Court of Appeal for Ontario
Date: 2018-11-22 Docket: C63887
Judges: Doherty, Rouleau and van Rensburg JJ.A.
Between
Her Majesty the Queen Appellant
and
Michael Bjornaa Respondent
Counsel
Katherine Beaudoin, for the appellant
Andrew Menchynski, for the respondent
Heard and Released Orally
November 15, 2018
Appeal
On appeal from the acquittals entered on May 12, 2017 by Justice Ian S. McMillan of the Superior Court of Justice.
Reasons for Decision
[1] The respondent was charged with several offences. One group of charges arose out of an alleged assault on Alex Gingras (the "Gingras" charges). The second group arose out of the shooting of Jayme Bellerose (the "Bellerose" charges). A co-accused, Bernie Nadon, pleaded guilty to some of the charges prior to the respondent's trial.
[2] The respondent's trial proceeded before a judge alone. At the end of the Crown's case, the respondent moved for a directed verdict on all charges. The trial judge directed acquittals on the "Gingras" charges. The trial proceeded on the "Bellerose" charges. The respondent chose not to call evidence. The trial judge found the respondent guilty on some of the "Bellerose" charges.
[3] The Crown appeals from the directed acquittals on the "Gingras" charges, arguing that the trial judge went beyond his limited authority on a directed verdict application and improperly assessed the credibility and reliability of the Crown witness Gingras.
[4] The respondent does not appeal from the convictions.
[5] Counsel for the respondent correctly concedes that the trial judge improperly assessed the reliability of the witness Gingras, in concluding that the respondent was entitled to a directed verdict on those charges. The respondent argues however, that the Crown's appeal should be dismissed.
[6] He submits that there was no evidence capable of supporting convictions on any of the three counts on which the trial judge directed acquittals. First, he argues that there was no evidence that the respondent broke into the residence and that consequently the directed verdict of acquittal on the break and enter count was correct. Second, the respondent submits that there was no evidence that he, either as a perpetrator or as aider and abetter, pointed a firearm at Mr. Gingras. The evidence revealed that the co-accused, Mr. Nadon, was the person who pointed the firearm at Mr. Gingras. The respondent argues that there is no evidence that he knew that Mr. Nadon had a firearm, and no evidence that he knew that Mr. Nadon pointed the firearm at Mr. Gingras, or that it was reasonably foreseeable that he would do so in the course of the altercation. Third, the respondent submits there is equally no evidence that he was party to any forcible confinement, either as an aider and abetter, or through s. 21(2).
[7] The respondent's alternative submission is as follows. He submits that this court can consider the trial judge's ultimate assessment of the evidence, in particular, the evidence of Mr. Gingras. He contends that it is crystal clear that had the trial judge not directed a verdict of acquittal, he would inevitably have rejected Mr. Gingras' evidence and acquitted the respondent on those counts at the end of the trial. The respondent argues that the Crown cannot demonstrate that the verdicts would not necessarily have been the same had the trial judge properly dismissed the motion for a directed verdict and proceeded to the end of the trial.

**********

REQUIRED TASKS
A: Answer these questions from the Ontario appeal decision above:
(i) On what date were the acquittals entered?
(ii) According to the evidence, who pointed the firearm at Mr. Gingras?
(iii) On how many counts did the trial judge direct acquittals?
B: Reproduce the Ontario appeal decision word for word, everything from "[3] The Crown" down to "from the convictions.".

**********

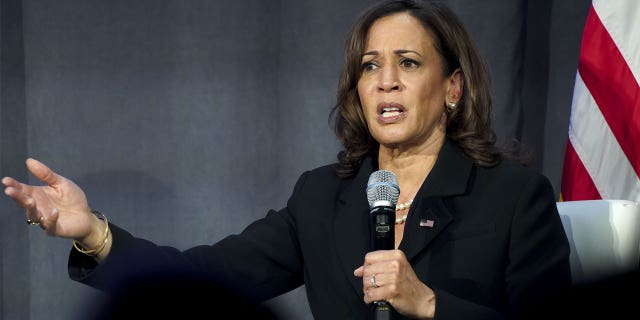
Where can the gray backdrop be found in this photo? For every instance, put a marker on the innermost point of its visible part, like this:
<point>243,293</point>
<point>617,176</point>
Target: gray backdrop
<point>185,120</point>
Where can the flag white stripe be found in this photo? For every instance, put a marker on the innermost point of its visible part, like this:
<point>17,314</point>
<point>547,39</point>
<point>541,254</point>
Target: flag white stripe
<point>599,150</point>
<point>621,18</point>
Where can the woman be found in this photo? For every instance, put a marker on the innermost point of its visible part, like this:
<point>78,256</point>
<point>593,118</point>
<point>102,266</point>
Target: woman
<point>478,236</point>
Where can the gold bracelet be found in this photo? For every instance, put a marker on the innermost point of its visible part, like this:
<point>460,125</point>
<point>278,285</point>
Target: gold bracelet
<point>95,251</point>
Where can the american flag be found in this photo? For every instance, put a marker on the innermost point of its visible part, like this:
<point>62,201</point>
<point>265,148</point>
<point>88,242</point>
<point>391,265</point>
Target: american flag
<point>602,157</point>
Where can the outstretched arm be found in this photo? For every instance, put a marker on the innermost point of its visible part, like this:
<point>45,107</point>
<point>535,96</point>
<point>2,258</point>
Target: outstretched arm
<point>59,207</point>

**********

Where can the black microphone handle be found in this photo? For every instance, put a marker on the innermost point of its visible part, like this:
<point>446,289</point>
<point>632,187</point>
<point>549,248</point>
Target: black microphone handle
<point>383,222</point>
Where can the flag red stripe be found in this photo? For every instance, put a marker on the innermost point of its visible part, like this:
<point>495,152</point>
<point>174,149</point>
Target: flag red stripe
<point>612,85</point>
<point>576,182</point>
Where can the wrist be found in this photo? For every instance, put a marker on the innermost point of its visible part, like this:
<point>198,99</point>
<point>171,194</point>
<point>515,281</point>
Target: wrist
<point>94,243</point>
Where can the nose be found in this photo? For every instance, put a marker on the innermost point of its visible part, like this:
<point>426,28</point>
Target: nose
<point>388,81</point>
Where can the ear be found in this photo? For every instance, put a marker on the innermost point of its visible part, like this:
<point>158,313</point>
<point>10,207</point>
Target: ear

**********

ANSWERS TO THE TASKS
A:
(i) May 12, 2017
(ii) The co-accused, Mr. Nadon
(iii) Three

B:
[3] The Crown appeals from the directed acquittals on the "Gingras" charges, arguing that the trial judge went beyond his limited authority on a directed verdict application and improperly assessed the credibility and reliability of the Crown witness Gingras.
[4] The respondent does not appeal from the convictions.